### Questions
- A) Copy word for word the stretch of the blog post on Andy Stern's departure from "Given the name" through "than Andy Stern...".
- B) Write the next part of the blog post on Andy Stern's departure from the SEIU, picking up after its last sentence.

### Page extract
BEGIN
Wednesday, April 14, 2010

One Final Note

Given the name of this blog, it would be impossible for me not to comment on this week's blockbuster news that Our Glorious Maximum Leader has decided to hang up his spurs. While the news got out in a forum not of his choosing, eventually he had to come to the fore and make his reasons known...



Such a self-serving fable can only be properly bookended by the statement of Sal Rosselli, who has become Nice Scarf's chief antagonist, and who managed against all odds to remain One Day Longer than Andy Stern...
If the reports are true, and Andy Stern steps down as the head of the SEIU, a sad chapter in the once proud union’s history will come to an end.

Stern’s legacy is that he took control of an organization built by more than a million hardworking janitors, healthcare workers, and public servants, and used their resources primarily to secure his own political power.

Instead of helping SEIU members fight for better jobs and better patient care, Stern gave himself the authority to cut secret deals with corporations and trade away members’ rights.

Instead of helping working people build their own organizations, he “restructured” existing unions, crushed democracy, and put his own loyalists in charge: appointees like Tyrone Freeman and Annelle Grajeda, who could always be trusted to vote with Stern, even if they couldn’t be trusted to keep their hands out of the till. Stern’s allies have been exposed for financial corruption and connected to the Blagojevich pay-to-play scandal.
END
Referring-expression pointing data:
BEGIN
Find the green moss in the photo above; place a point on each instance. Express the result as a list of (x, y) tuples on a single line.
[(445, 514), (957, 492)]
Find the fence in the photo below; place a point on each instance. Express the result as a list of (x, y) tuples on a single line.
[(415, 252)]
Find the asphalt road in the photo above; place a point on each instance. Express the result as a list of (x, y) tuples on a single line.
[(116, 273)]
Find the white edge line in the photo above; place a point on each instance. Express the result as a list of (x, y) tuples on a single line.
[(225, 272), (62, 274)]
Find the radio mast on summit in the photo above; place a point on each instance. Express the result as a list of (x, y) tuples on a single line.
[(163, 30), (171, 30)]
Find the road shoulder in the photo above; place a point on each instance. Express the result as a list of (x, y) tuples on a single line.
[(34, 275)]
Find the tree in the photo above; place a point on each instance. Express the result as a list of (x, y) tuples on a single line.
END
### Responses to the exercise
- A)
Given the name of this blog, it would be impossible for me not to comment on this week's blockbuster news that Our Glorious Maximum Leader has decided to hang up his spurs. While the news got out in a forum not of his choosing, eventually he had to come to the fore and make his reasons known...



Such a self-serving fable can only be properly bookended by the statement of Sal Rosselli, who has become Nice Scarf's chief antagonist, and who managed against all odds to remain One Day Longer than Andy Stern...

- B)
Instead of uniting the labor movement’s strength, Stern tore apart the AFL-CIO and created the “Change to Win” federation, only to tear apart Change to Win four years later with an unprecedented raid on SEIU’s closest partner in the federation, Unite Here.

Last year, tens of thousands of SEIU healthcare workers in California realized that if they wanted to stand up for their patients and fight for their work to be valued, they would have to do it in an independent union outside SEIU. When Stern came to take control of their local union, they founded the National Union of Healthcare Workers.

Stern’s multi-million-dollar fights against these healthcare workers and against Unite Here have diverted resources away from healthcare reform and employee free choice, weakening the former and scuttling the latter. These wars of choice have taken a toll on the union’s finances as well as on Stern’s credibility.

Wherever Stern parachutes himself next, he will leave a workers’ organization in disarray, with a crisis of leadership from top to bottom. His likely successors, Mary Kay Henry and Anna Burger, have been tarred by the same ethics scandals and failed policies that marred his tenure. Stern’s legacy is that SEIU has become a rogue union, undemocratic, unable to pay its bills, and unwilling to defend its members at the national level.

The challenge for SEIU is not simply to choose a successor, but to reverse years of bad policy, restore accountability, and steer away from the brink.
I seriously doubt that SEIU will be able to pull back from the brink - the two most likely successors in the short term (Anna Burger and Mary Kay Henry) both owe their souls and their careers to Andy Stern, and thus are unlikely to engineer any course other than to endeavor to continue the prior path of undemocratic and corporate-style "unionism" which is much more concerned with management's rights and the union's bottom line than it is the lives and choices of the workers that SEIU is purported to represent.

¡Adios, Andy! Don't let the door hit ya where the Good Lord split ya.